**To do**
(A) In the post on Log F-Contrast sharpness analysis, why did Imaging-Resource say it had to see the Sony camera's results on its own standardized studio shots before passing final judgment? Answer in one to three sentences.
(B) Continue the post on Log F-Contrast sharpness analysis from the point where it stops.

Sharpness and Texture Analysis using Log F‑Contrast from Imaging-Resource

Imaging-resource.com publishes images of the Imatest Log F-Contrast* chart in its excellent camera reviews. These images contain valuable information about camera quality— how sharpness and texture response are affected by image processing— but they need to be processed by Imatest to reveal the important information they contain.

*F is an abbreviation for Frequency in Log F-Contrast.

I was motivated to write this post by my curiosity about the 36-megapixel mirrorless full-frame interchangeable-lens Sony Alpha A7R  and how its image quality compares to competitive cameras (as well as cameras I now own). A post on Imaging-Resource.com says,

“In our initial press briefing, Sony made quite a big deal about its new sharpening algorithms, designed to reduce what they call “outlines” — which we’ve called “halos” for some years now. The images shown in that briefing were certainly impressive, but it’s hard to judge when there’s no standard of comparison against other cameras shooting the same scenes under controlled conditions. We had to see how it did on our own standardized studio shots before we could pass final judgment.

**Material provided**
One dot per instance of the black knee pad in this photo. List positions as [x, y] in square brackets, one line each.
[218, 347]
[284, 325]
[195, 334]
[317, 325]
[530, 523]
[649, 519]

**Responses to the tasks**
(A) Imaging-Resource found the images from Sony's press briefing impressive, but said they were hard to judge without a standard of comparison. That would require other cameras shooting the same scenes under controlled conditions.

(B)
We’ve now done just that, and have to say we’re pretty well blown away by what we saw. Check our Sony A7R review page for our initial image comparison analysis…”

I will compare objective measurements from Log F-Contrast chart images. These provide a useful quantitative supplement to Imaging-Resource’s subjective (but vital) camera comparisons that use still-life images, enabling us to accurately asses Sony’s claim of sharpening without “halos”, to examine how noise reduction affects fine detail, and to compare different types of cameras. I’ll report on cameras of particular interest to me as well as cameras that I own.

My quest may be familiar to many of you: a small lightweight camera that can  produce images comparable to the large-format prints by Ansel Adams and Edward Weston that I saw at the George Eastman House when I was growing up in Rochester, NY. In a word, I’m looking for the holy grail— at an affordable price. A modest quest.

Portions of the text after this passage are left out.